• _What is needed_:
Pull out every line in the data that has the string "face" in it.

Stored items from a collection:
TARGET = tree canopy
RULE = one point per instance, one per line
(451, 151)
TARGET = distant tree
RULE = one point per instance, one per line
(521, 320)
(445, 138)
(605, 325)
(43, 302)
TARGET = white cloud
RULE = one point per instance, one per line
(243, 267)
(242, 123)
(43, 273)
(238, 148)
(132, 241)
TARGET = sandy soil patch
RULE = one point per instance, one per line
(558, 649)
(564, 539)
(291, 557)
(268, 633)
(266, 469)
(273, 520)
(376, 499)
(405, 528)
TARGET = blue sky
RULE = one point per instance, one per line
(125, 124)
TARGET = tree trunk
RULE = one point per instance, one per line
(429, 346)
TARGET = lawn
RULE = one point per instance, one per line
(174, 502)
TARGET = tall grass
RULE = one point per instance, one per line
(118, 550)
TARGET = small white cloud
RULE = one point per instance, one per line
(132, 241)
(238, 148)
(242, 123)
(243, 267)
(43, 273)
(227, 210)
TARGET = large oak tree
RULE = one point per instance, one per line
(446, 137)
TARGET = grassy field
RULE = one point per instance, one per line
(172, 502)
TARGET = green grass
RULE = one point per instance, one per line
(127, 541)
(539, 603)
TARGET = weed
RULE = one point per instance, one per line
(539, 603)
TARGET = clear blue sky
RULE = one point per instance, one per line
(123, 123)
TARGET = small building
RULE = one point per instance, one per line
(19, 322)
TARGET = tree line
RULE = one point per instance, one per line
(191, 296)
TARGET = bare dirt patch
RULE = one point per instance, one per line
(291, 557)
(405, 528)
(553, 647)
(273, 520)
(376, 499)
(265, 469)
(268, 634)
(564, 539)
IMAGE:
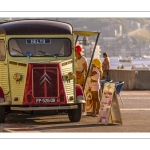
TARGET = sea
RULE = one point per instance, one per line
(141, 63)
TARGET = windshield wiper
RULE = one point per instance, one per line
(46, 54)
(17, 51)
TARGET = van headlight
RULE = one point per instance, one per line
(17, 77)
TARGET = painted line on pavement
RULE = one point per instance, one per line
(135, 109)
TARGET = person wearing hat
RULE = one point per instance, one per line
(96, 73)
(81, 65)
(81, 68)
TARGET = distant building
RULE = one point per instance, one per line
(133, 25)
(112, 31)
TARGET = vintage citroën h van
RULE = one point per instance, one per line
(37, 67)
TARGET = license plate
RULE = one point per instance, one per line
(46, 100)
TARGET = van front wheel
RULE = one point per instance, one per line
(2, 114)
(75, 114)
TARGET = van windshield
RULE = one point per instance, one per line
(40, 47)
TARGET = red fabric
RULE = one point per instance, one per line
(79, 90)
(78, 49)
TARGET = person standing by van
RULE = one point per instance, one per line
(106, 65)
(81, 68)
(96, 73)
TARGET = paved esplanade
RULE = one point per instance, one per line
(135, 116)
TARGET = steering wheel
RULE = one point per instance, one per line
(28, 54)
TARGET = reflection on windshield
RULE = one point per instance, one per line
(39, 47)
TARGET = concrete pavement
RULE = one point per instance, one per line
(135, 116)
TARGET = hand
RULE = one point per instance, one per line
(93, 73)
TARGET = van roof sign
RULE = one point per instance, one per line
(38, 41)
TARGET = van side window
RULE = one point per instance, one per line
(2, 50)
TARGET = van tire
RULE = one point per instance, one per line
(75, 114)
(2, 114)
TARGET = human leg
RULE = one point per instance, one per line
(96, 103)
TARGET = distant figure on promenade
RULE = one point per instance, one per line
(106, 66)
(81, 68)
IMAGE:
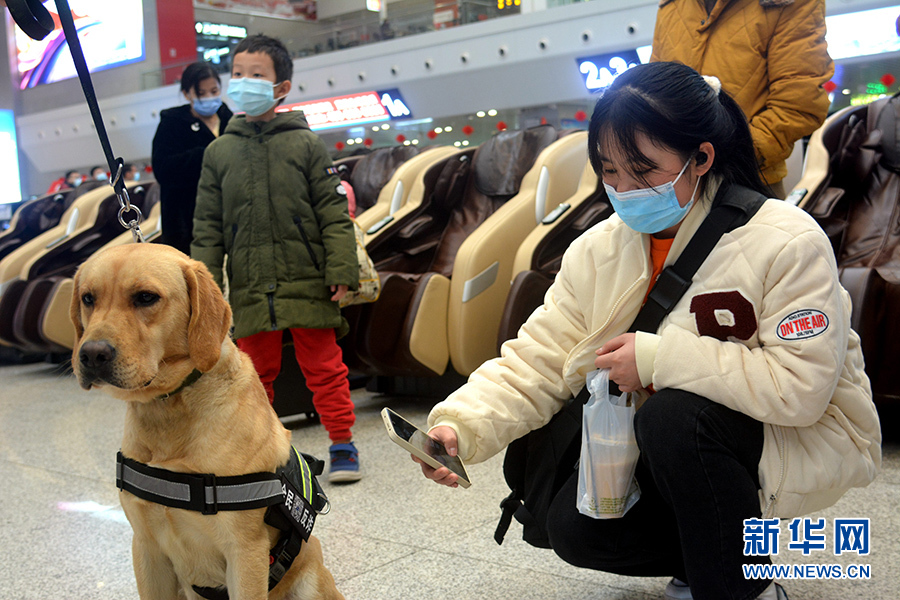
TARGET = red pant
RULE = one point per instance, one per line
(322, 364)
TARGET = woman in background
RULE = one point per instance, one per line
(183, 134)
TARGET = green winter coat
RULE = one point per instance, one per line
(269, 199)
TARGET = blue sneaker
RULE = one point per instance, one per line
(344, 463)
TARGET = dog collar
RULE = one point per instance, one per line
(188, 381)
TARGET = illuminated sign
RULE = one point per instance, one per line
(354, 109)
(220, 30)
(863, 33)
(598, 72)
(10, 190)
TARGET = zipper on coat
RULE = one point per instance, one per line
(271, 297)
(306, 243)
(769, 511)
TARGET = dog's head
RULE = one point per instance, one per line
(145, 316)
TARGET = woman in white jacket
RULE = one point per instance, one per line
(753, 401)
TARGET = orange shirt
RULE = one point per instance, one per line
(659, 250)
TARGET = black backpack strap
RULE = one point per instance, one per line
(732, 207)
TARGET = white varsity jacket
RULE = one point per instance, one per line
(764, 329)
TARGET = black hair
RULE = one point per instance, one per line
(196, 72)
(676, 108)
(281, 58)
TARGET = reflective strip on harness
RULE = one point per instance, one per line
(202, 492)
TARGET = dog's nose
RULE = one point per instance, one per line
(97, 354)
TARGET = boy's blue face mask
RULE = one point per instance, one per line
(652, 209)
(252, 96)
(207, 107)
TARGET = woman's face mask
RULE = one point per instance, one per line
(207, 107)
(652, 209)
(252, 96)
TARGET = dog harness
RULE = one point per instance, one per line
(292, 495)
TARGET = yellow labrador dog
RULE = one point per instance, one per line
(153, 330)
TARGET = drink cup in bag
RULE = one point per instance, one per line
(609, 453)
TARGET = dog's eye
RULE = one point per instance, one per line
(145, 299)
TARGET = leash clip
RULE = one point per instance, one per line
(135, 224)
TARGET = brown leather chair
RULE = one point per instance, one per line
(23, 303)
(54, 328)
(372, 172)
(402, 189)
(405, 332)
(540, 255)
(33, 218)
(483, 267)
(852, 188)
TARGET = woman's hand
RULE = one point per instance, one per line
(444, 476)
(339, 292)
(617, 355)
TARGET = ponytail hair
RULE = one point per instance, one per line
(675, 107)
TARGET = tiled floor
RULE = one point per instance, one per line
(393, 535)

• _Answer below_:
TARGET = boy's blue face mask
TARGET = woman's face mask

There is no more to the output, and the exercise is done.